_Problems to work on:_
(a) Please condense the paragraph of the reincorporation FAQ that begins "Reduced Costs: The familiarity" into a short bulleted list that keeps its main facts.
(b) Reproduce the reincorporation FAQ between "The Delaware company will own" and "Company’s financial statements?", inclusive, renaming "offices" as "facilities".

_Source:_
# # # #

Can you give any more detail on the benefits of Delaware?

i.
Delaware Court of Chancery: Incorporation in Delaware will provide our company and shareholders with access to Delaware’s Court of Chancery, a special court with highly qualified and knowledgeable judges that hear corporate law cases. Washington does not have a similar specialized court.
ii.
Delaware Corporate Law: Incorporation in Delaware will mean that our shareholders, directors and management will benefit from a highly developed body of corporate law that helps to promote consistency and predictability in all areas of corporate law.
iii.
Reduced Costs: The familiarity and common acceptance of Delaware law may also result in reduced costs. The Delaware company will generally no longer need to retain separate counsel to advise on Washington law matters, thereby potentially reducing legal fees and administrative burden. We expect that the delisting in Italy will also result in reduced costs in Italy as we will not generally need to retain separate counsel in Italy to advise on Italian law and therefore will reduce our legal fees. The delisting could also make it easier and less expensive to raise capital.
iv.
Attracting Directors and Officers: We expect that incorporating in Delaware will enhance the ability to attract and retain qualified directors and officers.

4.
Is the Delaware company moving the Company's headquarters out of Seattle?

No.






5.
Is the Delaware company changing the Company's name?

No.

6.
Will there be any change to the Company’s directors and officers?

No. The directors and officers will not change and will be appointed as directors and officers of the Delaware company. Adam Craig will remain our Chief Executive Officer.

7.
Will the focus of the business change?

(a)
No. There will be no change in focus of the business at all.
(b)
The Delaware company will own all of the Company’s assets and assume all of the Company’s obligations.
(c)
There will be no change in the location of any of the Company’s offices.

8.
Will there be any change to the Company’s financial statements?

No.
9.
Will there be any change to our common stock or preferred stock?

No. Each outstanding share of common stock and preferred stock will automatically convert into one share of common stock or preferred stock of the Delaware company. Assuming we receive shareholder approval on the merger, if you are a shareholder you do not need to do anything.

# # # #

_Extracted data:_
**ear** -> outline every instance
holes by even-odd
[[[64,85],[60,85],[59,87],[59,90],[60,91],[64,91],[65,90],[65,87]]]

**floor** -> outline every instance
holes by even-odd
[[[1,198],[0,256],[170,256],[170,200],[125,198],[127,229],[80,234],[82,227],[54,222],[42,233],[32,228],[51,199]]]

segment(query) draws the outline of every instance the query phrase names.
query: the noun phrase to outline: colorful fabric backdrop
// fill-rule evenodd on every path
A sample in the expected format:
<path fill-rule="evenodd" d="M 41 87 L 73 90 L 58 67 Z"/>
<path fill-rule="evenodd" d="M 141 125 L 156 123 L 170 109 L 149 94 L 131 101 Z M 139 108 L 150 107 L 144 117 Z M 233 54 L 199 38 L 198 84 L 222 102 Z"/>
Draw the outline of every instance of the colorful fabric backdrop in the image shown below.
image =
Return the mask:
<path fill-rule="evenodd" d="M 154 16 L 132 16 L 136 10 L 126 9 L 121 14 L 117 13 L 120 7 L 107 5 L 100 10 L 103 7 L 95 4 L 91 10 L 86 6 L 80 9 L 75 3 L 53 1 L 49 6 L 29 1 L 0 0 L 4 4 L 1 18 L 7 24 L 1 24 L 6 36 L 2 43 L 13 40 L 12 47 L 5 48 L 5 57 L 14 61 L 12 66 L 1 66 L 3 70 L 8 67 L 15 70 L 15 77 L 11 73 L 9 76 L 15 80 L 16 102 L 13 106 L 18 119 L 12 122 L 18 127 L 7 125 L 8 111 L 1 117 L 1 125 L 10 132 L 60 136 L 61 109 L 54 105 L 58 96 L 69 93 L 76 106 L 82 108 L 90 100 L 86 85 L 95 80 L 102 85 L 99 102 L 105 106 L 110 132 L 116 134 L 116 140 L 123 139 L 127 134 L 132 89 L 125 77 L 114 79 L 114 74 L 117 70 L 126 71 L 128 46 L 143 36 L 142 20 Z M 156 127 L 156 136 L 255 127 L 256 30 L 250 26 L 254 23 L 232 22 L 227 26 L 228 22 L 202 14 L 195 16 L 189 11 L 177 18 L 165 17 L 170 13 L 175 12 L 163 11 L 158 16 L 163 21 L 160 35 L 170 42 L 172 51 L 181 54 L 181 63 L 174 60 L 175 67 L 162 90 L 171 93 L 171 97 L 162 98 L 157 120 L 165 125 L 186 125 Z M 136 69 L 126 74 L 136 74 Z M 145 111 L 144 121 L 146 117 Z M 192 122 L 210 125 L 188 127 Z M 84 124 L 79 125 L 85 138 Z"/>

# # # #

_Expected answers:_
(a)
- Because Delaware law is familiar and widely accepted, costs may fall.
- The Delaware company generally won't need separate counsel on Washington law, which could lower legal fees and administrative burden.
- Delisting in Italy is expected to cut costs there, since separate counsel on Italian law generally won't be needed.
- Delisting could also make raising capital easier and cheaper.

(b)
The Delaware company will own all of the Company’s assets and assume all of the Company’s obligations.
(c)
There will be no change in the location of any of the Company’s facilities.

8.
Will there be any change to the Company’s financial statements?